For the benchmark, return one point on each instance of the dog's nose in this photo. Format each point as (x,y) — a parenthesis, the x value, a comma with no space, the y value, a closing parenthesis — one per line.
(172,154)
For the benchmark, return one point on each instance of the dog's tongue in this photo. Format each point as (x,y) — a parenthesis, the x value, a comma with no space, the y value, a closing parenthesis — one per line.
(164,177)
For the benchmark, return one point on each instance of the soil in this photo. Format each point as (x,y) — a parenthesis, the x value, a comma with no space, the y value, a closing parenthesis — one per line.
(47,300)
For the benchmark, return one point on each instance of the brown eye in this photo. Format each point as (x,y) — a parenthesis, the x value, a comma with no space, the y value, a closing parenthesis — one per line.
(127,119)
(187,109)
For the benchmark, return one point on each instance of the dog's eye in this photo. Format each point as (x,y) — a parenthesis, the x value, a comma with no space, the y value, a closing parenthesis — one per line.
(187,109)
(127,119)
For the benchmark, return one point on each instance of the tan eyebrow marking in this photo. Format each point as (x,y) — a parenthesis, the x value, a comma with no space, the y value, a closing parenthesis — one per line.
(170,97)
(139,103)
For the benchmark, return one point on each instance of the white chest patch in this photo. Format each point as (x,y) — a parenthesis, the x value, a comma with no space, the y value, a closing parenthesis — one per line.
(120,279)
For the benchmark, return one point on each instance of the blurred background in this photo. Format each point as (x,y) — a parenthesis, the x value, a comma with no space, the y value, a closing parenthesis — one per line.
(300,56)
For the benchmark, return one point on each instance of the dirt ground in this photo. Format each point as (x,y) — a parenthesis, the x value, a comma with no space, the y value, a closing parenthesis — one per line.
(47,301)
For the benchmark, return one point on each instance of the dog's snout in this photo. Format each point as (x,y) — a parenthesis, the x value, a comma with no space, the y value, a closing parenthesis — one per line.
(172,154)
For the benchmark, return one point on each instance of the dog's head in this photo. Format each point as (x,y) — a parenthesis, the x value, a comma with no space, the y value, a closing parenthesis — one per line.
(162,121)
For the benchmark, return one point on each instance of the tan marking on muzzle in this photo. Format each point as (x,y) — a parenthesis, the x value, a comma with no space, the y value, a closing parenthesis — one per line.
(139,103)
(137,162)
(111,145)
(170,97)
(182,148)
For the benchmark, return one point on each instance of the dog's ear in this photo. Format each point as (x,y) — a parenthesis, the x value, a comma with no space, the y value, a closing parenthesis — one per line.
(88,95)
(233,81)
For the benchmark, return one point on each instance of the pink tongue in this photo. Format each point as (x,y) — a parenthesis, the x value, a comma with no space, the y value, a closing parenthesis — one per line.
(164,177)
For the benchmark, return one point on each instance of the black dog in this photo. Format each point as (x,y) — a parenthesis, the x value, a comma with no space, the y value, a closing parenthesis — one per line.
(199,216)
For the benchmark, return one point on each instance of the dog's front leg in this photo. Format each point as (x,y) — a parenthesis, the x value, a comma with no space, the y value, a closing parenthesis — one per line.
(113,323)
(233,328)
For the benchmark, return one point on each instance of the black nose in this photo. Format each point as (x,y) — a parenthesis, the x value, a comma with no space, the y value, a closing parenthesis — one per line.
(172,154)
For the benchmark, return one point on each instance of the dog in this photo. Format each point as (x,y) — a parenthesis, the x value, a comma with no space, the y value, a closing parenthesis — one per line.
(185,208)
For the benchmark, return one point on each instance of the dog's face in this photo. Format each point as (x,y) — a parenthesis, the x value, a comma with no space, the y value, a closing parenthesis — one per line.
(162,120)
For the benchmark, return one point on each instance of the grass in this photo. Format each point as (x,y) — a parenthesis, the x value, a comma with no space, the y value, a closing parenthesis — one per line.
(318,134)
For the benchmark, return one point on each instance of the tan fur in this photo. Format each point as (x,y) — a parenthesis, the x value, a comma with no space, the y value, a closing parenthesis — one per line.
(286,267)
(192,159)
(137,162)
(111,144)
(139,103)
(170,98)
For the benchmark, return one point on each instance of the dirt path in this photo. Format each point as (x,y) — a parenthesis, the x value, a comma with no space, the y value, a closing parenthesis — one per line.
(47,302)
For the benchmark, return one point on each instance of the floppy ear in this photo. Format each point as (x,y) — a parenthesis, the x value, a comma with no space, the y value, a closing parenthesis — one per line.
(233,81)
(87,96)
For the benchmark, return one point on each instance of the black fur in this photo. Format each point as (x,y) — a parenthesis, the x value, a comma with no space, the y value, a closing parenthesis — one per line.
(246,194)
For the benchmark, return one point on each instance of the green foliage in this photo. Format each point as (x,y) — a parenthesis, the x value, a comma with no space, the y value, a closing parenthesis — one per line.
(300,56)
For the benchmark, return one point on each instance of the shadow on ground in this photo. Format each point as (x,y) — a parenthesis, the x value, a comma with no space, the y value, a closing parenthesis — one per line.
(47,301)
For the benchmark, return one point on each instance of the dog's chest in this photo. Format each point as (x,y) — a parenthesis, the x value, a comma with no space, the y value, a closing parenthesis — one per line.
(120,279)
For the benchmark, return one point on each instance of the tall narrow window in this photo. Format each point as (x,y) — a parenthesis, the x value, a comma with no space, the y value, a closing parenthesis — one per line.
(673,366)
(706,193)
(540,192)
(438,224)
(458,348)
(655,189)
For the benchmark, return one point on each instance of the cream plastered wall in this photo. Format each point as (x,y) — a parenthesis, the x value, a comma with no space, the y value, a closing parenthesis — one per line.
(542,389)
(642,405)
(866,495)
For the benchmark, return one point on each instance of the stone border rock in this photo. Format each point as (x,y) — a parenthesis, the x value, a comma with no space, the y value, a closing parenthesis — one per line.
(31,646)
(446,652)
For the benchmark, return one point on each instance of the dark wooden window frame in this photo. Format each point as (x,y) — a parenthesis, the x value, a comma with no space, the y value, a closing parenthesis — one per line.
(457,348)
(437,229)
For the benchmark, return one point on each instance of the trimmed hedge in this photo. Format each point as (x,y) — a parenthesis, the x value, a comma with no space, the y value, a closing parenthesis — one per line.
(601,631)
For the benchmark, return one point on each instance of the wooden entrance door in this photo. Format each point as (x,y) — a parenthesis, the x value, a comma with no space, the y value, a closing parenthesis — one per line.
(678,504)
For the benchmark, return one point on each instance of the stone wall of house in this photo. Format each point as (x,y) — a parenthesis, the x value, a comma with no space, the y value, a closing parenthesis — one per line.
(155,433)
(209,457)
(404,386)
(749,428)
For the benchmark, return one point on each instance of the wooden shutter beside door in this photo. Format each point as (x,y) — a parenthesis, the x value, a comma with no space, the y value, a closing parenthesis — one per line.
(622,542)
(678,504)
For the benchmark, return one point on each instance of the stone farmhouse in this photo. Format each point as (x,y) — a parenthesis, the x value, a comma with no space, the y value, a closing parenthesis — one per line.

_Goal of the exercise_
Print all the data exactly.

_Result for this task_
For the benchmark, return one point on each instance of the dog's nose in this photo. Format each point as (x,y) — a parenthesis, the x value, a comma with no space, the y value, a closing parenthesis — one per line.
(172,154)
For the benchmark, return one point on each instance of the dog's tongue in this photo. Format each point as (x,y) — a parenthesis, the x value, a comma with no space, the y value, a closing parenthesis — one per line.
(164,177)
For the benchmark, return one point on each instance of the soil in this photo. Format each point as (x,y) — a parenthesis, the x value, a comma with no space, the y value, a closing parenthesis — one per line.
(47,300)
For the benchmark, return one point on each instance of the brown eye in this photo. Format each point as (x,y) — a parenthesis, the x value, a comma with no space, the y value, a closing parenthesis — one per line.
(127,119)
(187,109)
For the benchmark, return one point on each instance of the dog's eye in this photo. Format each point as (x,y) — a parenthesis, the x value, a comma with no space, the y value, a closing parenthesis — one per line.
(187,109)
(127,119)
For the benchmark, return one point on each instance of the tan eyebrow marking in this photo. Format each point as (x,y) — a parenthesis, the x value, a comma with no space, the y value, a closing parenthesis — one per line.
(170,97)
(139,103)
For the benchmark, return one point on each instance of the white chest patch in this photo. Format each point as (x,y) — a parenthesis, the x value, a comma with no space, the y value, a closing parenthesis — one per line.
(120,279)
For the benchmark, return one point on each instance of the blurred background in this photo. Format each point as (x,y) — a parenthesis, the x value, a comma with no space, the y value, a closing parenthesis — one per line.
(300,56)
For the benchmark, return one point on each instance of the dirt ground in this photo. Format each point as (x,y) — a parenthesis, the x value, a comma with no space, the y value, a closing parenthesis — one per line.
(47,301)
For the benchmark, return one point on each instance of the dog's snout in this photo. Format each point as (x,y) — a parenthesis, the x value, a comma with no space, the y value, a closing parenthesis — one per line.
(172,154)
For the benchmark, return one point on each instance of the dog's head in this photo. Format each point as (x,y) — a parenthesis, the x value, a comma with no space, the y value, a closing parenthesis — one per line.
(162,121)
For the benchmark, return one point on each instance of the tan marking on muzzle in this photo. Format each point as (x,y) — a parenthesis, the x value, a comma with no space, the y value, a closing parenthesis — one per line.
(139,103)
(137,162)
(111,145)
(170,97)
(182,148)
For the benchmark, return one point on each instance of the dog's ear in this photo. Format each point as (x,y) — a parenthesis, the x value, a comma with no space, the y value, a closing parenthesis — one per line.
(88,95)
(233,81)
For the benchmark, return one point on each instance of the pink tongue in this photo. Format each point as (x,y) — a parenthesis, the x value, a comma with no space, the y value, a closing parenthesis — one per line.
(164,177)
For the benchmark, return one point on each instance of the black dog in this photo. Format each point as (x,y) — a parenthesis, the x value, a comma with no space, the y value, a closing parenthesis — one per line.
(199,216)
For the benchmark, return one point on each instance of the dog's front leg in this photo. Format each point as (x,y) — a parenthesis, the x value, a comma with no space, the y value, a closing parenthesis — one per line.
(113,323)
(233,328)
For the benchmark, return one point on each instance of the black nose in this photo. Format each point as (x,y) — a parenthesis, the x value, a comma with no space, the y value, a closing parenthesis — one per line.
(172,154)
For the benchmark, return one point on each instance of the dog in this photo. Format each point as (x,y) — a parenthesis, the x value, a comma with no space, the y value, a closing parenthesis — one per line.
(185,208)
For the benchmark, return one point on each instance of the dog's face in this photo. Format each point as (x,y) — a parenthesis, the x value, a comma with no space, the y value, a closing parenthesis — one per line.
(162,120)
For the benchmark, return one point on each instance of the grass in this photo. Format each point as (x,y) — a parenthesis, the x value, a comma with no space, the y value, a closing parenthesis — one per line.
(318,134)
For the benchmark, return one point on each instance of the tan fur in this photo. Format each point as (x,y) — a parenthesis, the x value, a comma with no space, the y value, a closing parenthesis — one per line.
(286,267)
(192,159)
(137,162)
(111,144)
(139,103)
(170,98)
For the benchmark, return one point on each instance of the dirt path in this photo. Format each point as (x,y) — a parenthesis, the x value, a comma with no space, the y value, a closing parenthesis — one per line.
(47,302)
For the benchmark, return one point on each instance of the floppy ear in this photo. Format each point as (x,y) — a parenthesis, the x value, a comma with no space, the y value, a closing parenthesis — one per line.
(233,81)
(87,96)
For the benchmark, return one point on each instance of the black fur in this photo. Format each point as (x,y) — a parenthesis, the x value, a comma with no space, the y value, a closing parenthesis — one per line.
(246,194)
For the benchmark, return one point on each instance of the green foliage in this photo. Format each point as (x,y) — a parenthesis, the x value, a comma with no space, the y value, a closing parenthesis — one per line.
(300,56)
For the benchmark, return one point on each instance of the shadow on ground in this photo. Format each point as (x,y) — a parenthesis, the x value, a comma with no space, the y value, a closing parenthesis — one per line.
(47,301)
For the benchmark, return one point on each instance of the dog's chest in this photo. Format each point as (x,y) — a parenthesis, the x value, a comma with no space, the y value, a closing parenthesis — one per line.
(120,279)
For the benchmark, return one point on each instance of the tall narrow window in this photo. Format each point as (x,y) — a parenthesis, the x value, a comma with no space, the y value, a closing parenthesis — one per line.
(673,366)
(706,193)
(540,192)
(438,224)
(458,348)
(655,189)
For the benchmark, return one point on each instance of the cream plastered wall in this photo. Format each point as (x,y) — a parenthesis, the x value, a comma with no space, the y value, a closing parenthesis — one per line.
(542,389)
(642,405)
(866,495)
For the benchmark, return one point on each instance of the stone border rock in this photo. Format each point as (x,y) — a parenthesis, the x value, a comma with no space, the y value, a closing parenthesis — one per line.
(31,646)
(446,652)
For the benchmark, return one point on each instance of the dark wooden window frame in this photo. Format each point as (x,y) — a parenthesis, the x value, a comma with no space, the y value, a closing parenthesis — one per line.
(457,348)
(437,229)
For the benchmark, return one point on each instance of the trimmed hedge in this photo. Format each point as (x,y) — a parenthesis, the x value, a comma with no space, the y value, a closing parenthesis — one per line.
(601,631)
For the benchmark, return one point on each instance of the wooden entrance door in this photo. Format each point as (x,y) — a parenthesis, the x value, a comma with no space, the y value, a closing parenthesis — one per line.
(678,504)
For the benchmark, return one point on each instance of the stone wall of house in this photo. Format each point as (x,y) — a parenthesis, the x value, a comma with no space, the y value, a closing parenthesis — one per line.
(155,433)
(209,457)
(404,386)
(749,428)
For the benchmark, return one point on each instance of the wooden shutter beside door in this photo. Format each point as (x,y) — a parenthesis, the x value, a comma with no space, the y value, a closing parenthesis — one per line.
(622,542)
(678,504)
For the benchmark, return one point on each instance of the stone farmhouse in this photo. Format each point as (x,y) — a parenthesis, the x value, a comma with no space, the y value, a closing parenthesis — one per line.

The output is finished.